Copy these lines word for word, beginning at the line that contains "foreground plant and record the coordinates." and continuing through the end of the data.

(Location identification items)
___

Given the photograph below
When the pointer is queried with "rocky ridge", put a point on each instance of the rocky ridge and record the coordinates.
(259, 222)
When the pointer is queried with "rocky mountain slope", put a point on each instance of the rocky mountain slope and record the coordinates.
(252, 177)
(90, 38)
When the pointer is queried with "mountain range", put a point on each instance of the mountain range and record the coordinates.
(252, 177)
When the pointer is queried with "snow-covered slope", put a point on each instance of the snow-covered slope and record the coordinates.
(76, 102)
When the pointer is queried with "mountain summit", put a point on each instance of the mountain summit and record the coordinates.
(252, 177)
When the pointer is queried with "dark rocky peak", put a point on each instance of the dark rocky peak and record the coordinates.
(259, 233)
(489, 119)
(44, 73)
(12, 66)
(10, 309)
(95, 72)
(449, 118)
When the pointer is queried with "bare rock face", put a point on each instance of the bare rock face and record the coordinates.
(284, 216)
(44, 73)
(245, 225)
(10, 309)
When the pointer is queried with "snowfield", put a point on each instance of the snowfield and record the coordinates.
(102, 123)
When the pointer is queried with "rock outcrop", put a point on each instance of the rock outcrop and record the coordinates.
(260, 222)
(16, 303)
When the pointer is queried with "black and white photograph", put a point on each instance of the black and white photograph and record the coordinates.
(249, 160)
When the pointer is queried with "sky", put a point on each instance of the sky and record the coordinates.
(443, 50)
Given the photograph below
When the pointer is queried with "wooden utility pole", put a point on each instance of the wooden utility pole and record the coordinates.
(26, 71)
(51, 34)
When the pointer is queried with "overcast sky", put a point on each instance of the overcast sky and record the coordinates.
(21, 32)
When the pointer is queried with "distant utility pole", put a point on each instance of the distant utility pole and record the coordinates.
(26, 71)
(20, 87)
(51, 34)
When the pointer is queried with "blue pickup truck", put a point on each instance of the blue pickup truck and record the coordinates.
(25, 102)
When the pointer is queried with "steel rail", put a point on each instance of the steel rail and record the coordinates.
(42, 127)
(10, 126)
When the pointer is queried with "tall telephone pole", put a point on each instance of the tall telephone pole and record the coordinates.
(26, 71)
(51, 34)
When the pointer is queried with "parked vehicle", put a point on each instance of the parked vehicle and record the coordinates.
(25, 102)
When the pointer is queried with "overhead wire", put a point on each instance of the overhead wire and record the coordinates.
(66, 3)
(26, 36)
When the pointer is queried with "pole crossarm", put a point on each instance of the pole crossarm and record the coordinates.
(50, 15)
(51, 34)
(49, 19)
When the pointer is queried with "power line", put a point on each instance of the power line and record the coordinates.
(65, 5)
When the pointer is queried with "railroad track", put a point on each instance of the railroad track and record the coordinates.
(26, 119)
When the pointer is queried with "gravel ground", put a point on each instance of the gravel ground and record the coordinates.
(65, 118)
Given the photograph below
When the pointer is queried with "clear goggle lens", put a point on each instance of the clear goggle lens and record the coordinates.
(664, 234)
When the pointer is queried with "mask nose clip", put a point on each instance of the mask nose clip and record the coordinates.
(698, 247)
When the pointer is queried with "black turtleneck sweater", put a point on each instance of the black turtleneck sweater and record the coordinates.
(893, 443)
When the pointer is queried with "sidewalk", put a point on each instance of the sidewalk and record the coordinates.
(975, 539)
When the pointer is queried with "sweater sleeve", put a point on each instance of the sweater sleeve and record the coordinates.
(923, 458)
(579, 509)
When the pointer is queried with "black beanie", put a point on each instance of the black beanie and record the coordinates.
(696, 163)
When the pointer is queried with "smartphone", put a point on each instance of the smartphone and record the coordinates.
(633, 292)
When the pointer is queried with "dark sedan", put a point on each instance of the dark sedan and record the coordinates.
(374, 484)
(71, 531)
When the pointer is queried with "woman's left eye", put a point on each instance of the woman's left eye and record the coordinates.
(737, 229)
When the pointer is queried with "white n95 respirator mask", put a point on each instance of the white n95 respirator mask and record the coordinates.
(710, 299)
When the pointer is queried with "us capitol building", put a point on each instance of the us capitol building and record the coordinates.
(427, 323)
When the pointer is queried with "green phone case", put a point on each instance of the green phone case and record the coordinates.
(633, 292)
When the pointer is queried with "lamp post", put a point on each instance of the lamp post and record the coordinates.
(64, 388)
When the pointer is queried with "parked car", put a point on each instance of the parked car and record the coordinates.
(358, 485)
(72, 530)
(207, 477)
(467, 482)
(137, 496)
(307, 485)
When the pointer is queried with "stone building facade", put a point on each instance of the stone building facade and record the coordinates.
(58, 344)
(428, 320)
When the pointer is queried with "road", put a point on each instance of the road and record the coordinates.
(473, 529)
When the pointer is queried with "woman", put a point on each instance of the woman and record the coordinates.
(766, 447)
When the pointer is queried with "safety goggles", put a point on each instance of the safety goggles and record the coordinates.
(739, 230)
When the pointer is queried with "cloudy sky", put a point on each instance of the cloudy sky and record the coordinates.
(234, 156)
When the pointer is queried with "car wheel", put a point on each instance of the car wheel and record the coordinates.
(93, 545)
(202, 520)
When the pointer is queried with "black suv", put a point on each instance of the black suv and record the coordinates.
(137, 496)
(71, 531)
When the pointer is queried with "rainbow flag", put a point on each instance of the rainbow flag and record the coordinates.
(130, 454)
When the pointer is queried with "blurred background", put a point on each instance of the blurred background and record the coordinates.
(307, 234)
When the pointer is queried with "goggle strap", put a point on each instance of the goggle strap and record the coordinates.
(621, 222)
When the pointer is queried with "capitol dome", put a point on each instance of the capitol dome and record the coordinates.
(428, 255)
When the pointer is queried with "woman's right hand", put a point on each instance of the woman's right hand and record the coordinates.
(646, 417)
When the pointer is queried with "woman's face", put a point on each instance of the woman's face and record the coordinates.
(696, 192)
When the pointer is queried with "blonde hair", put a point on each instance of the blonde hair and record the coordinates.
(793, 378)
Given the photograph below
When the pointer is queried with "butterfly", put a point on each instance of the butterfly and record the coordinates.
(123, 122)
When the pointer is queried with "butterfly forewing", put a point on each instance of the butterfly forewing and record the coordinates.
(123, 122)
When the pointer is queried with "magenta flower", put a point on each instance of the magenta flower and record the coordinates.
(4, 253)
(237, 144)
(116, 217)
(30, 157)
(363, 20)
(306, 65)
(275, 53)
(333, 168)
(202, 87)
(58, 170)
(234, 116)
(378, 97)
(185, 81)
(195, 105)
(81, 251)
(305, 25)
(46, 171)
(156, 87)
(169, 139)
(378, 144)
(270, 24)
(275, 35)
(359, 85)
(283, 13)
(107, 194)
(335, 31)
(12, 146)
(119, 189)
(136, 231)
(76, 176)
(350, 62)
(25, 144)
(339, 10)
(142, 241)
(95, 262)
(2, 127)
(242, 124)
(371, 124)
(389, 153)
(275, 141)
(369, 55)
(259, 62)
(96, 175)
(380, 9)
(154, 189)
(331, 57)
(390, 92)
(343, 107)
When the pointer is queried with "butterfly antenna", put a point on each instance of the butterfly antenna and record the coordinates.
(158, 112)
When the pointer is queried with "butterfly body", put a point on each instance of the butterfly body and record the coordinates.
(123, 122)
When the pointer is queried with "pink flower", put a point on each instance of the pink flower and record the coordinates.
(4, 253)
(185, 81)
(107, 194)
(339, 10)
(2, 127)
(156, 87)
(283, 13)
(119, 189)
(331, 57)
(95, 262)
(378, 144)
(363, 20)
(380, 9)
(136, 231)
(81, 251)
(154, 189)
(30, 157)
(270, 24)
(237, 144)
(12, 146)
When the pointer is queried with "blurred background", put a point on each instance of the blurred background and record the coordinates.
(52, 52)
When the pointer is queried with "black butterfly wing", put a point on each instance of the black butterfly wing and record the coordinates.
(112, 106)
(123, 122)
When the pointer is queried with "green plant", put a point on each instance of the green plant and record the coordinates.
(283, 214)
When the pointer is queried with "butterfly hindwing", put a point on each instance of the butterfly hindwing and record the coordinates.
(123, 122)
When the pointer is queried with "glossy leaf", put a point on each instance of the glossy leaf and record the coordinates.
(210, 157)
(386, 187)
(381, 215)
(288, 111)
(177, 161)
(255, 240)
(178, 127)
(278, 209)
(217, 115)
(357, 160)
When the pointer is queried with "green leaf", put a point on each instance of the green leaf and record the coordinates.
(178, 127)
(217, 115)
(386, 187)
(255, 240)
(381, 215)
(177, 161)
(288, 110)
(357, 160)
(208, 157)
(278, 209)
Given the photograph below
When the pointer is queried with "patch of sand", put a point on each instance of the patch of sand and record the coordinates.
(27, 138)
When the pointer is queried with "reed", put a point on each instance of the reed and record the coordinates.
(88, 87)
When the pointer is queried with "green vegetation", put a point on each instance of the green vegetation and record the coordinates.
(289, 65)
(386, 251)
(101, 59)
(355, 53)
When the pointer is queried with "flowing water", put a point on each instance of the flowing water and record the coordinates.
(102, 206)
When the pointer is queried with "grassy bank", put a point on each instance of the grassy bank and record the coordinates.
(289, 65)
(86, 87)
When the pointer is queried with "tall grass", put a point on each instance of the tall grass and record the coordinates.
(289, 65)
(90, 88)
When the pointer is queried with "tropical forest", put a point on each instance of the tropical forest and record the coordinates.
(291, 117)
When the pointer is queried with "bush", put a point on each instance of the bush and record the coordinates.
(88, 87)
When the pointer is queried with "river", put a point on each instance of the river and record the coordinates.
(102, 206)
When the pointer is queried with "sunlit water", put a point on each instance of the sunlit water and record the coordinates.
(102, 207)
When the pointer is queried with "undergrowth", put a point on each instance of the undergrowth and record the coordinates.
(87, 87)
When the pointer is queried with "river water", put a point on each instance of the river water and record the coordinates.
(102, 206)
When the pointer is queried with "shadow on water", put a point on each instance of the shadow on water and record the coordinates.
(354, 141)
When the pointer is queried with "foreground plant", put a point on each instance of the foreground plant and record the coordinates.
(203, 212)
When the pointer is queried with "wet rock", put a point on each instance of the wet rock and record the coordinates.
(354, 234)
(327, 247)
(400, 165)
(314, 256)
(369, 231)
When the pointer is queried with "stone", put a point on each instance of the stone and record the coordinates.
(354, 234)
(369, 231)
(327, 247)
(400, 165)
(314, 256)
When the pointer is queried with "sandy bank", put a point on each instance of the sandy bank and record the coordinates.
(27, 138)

___

THE COMPLETED TASK |
When the pointer is queried with "foreground plant", put a point on each instance of the foreground plant and record the coordinates.
(203, 212)
When the pointer is queried with "wet rock", put a point on each instance of the wet rock and record the coordinates.
(354, 234)
(327, 247)
(400, 165)
(314, 256)
(369, 231)
When the pointer is queried with "stone", put a point on each instance of the stone and record the coordinates.
(354, 234)
(369, 231)
(327, 247)
(400, 165)
(314, 256)
When the pointer is queried with "sandy bank", put a point on each instance of the sandy bank and record the coordinates.
(27, 138)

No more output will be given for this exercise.